_ERFORDERLICHE SCHRITTE_
(1) Aus welchen drei Baumgattungen bestehen die städtischen Baumbestände laut dem Dokument über Stadtbäume heute größtenteils?
(2) Führen Sie das Dokument über Stadtbäume im Anschluss an seinen letzten Satz fort.

_DOKUMENT_
Ein Anlass, sich mit der Thematik intensiver zu beschäftigen, bot die 2020 erschienene Publikation "Zukunftsbäume für die Stadt – Auswahl aus der GALK-Straßenbaumliste". Im Vorwort von Dr. Joachim Bauer (GALK) und Helmut Selders (BdB) lautet die Kernbotschaft "Vielfalt nutzen": "Zu den größten Herausforderungen des Klimawandels wird es gehören, deutlich mehr Vielfalt in die städtischen Baumbestände zu bringen, die heute größtenteils aus den drei Baumgattungen Linde, Ahorn und Platane bestehen. Wir brauchen stattdessen ein wesentlich breiteres Sortiment." Weiterhin heißt es: "Baumbestände mit einer größeren Vielfalt bei der Pflanzenverwendung sind besser gegen die vielen verschiedenen, heute teilweise noch nicht bekannten Schaderreger gewappnet als monokulturelle Bestände. Die Konzentration auf wenige Baumarten birgt bei einem Befall mit entsprechenden Schaderregern große Gefahren, bis hin zum Ausfall einzelner Arten." Diese Aussagen erscheinen unstrittig.

_DATENAUSZUG_
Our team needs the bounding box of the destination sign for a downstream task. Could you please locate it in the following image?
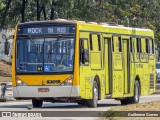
[18,26,75,35]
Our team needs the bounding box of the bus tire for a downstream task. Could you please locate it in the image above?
[32,99,43,108]
[130,80,140,104]
[87,81,98,108]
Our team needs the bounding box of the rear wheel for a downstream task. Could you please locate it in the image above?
[32,99,43,107]
[87,81,98,108]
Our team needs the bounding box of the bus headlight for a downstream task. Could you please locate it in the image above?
[16,77,26,86]
[61,75,73,86]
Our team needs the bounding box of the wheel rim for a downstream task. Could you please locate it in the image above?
[135,85,139,101]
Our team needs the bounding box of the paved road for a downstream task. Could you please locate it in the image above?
[0,95,160,120]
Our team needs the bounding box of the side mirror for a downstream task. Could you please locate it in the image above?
[4,41,10,55]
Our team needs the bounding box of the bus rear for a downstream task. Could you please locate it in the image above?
[12,22,79,107]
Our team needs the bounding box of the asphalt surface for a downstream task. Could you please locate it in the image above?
[0,83,160,120]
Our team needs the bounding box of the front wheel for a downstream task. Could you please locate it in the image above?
[87,81,98,108]
[32,99,43,108]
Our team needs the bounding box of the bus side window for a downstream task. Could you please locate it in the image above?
[136,38,142,53]
[89,34,93,50]
[152,39,154,54]
[118,37,122,52]
[80,38,89,64]
[112,36,114,52]
[97,35,101,51]
[149,39,154,55]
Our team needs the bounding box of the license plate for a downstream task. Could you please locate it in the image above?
[38,88,49,92]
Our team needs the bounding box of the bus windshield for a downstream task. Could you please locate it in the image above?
[16,38,74,73]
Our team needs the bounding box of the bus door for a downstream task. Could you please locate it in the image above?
[104,38,112,94]
[122,39,130,94]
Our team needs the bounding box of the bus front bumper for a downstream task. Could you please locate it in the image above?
[13,86,80,98]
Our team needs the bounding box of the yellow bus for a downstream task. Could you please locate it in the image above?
[5,20,156,107]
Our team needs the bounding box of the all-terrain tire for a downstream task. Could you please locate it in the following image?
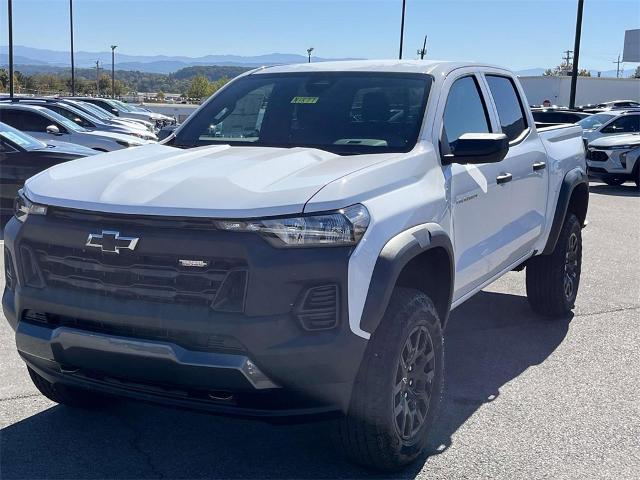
[527,213,582,318]
[27,367,107,408]
[335,287,444,471]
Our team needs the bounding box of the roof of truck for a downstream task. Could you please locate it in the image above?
[252,60,506,75]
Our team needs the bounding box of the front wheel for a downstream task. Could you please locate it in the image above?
[527,213,582,317]
[337,288,444,471]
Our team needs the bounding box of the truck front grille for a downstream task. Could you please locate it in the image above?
[29,244,247,311]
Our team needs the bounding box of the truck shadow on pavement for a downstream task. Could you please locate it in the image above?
[0,292,569,479]
[589,183,640,197]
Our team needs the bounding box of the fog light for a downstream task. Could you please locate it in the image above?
[242,358,279,390]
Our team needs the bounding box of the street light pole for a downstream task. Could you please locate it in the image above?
[69,0,76,97]
[569,0,584,108]
[111,45,118,98]
[7,0,13,98]
[398,0,407,60]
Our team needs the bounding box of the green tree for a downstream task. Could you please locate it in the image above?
[187,75,214,100]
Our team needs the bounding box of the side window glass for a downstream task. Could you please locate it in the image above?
[602,115,640,133]
[22,112,54,132]
[486,75,527,141]
[443,76,491,152]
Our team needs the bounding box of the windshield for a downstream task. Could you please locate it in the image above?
[175,72,431,154]
[578,113,615,130]
[0,122,47,151]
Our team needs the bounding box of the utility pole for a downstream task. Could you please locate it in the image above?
[111,45,118,98]
[96,60,100,96]
[613,54,622,78]
[69,0,76,97]
[561,50,573,75]
[569,0,584,108]
[7,0,13,98]
[418,35,427,60]
[398,0,407,60]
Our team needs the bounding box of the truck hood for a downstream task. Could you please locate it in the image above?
[25,144,402,218]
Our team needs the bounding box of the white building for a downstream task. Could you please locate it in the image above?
[520,76,640,106]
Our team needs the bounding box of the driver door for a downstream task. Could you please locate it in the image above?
[440,74,511,302]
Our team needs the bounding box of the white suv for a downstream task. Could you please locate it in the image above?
[578,110,640,144]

_ERWARTETE ANTWORTEN_
(1) Aus Linde, Ahorn und Platane.

(2)
Bei genauerer Betrachtung der vorgeschlagenen 65 Arten und Sorten, die wegen ihrer positiven Erfahrungen aus dem GALK-Arbeitskreis in der Publikation besonders hervorgehoben und für die zukünftige Verwendung empfohlen werden, bleibt jedoch zu konstatieren: Drei Gattungen machen dort 1/3 aller 65 vorgeschlagenen Bäume aus (bzw. 5 Gattungen fast die Hälfte). Auch auf Art-Ebene lässt sich feststellen, dass fünf Arten mit deren Sorten 43 Prozent aller Bäume abbilden. Fast 1/10 der empfohlenen Arten sind Acer platanoides (Spitz-Ahorn) und Auslesen. Ist das die Vielfalt, denen die Autoren so viel Bedeutung beimessen?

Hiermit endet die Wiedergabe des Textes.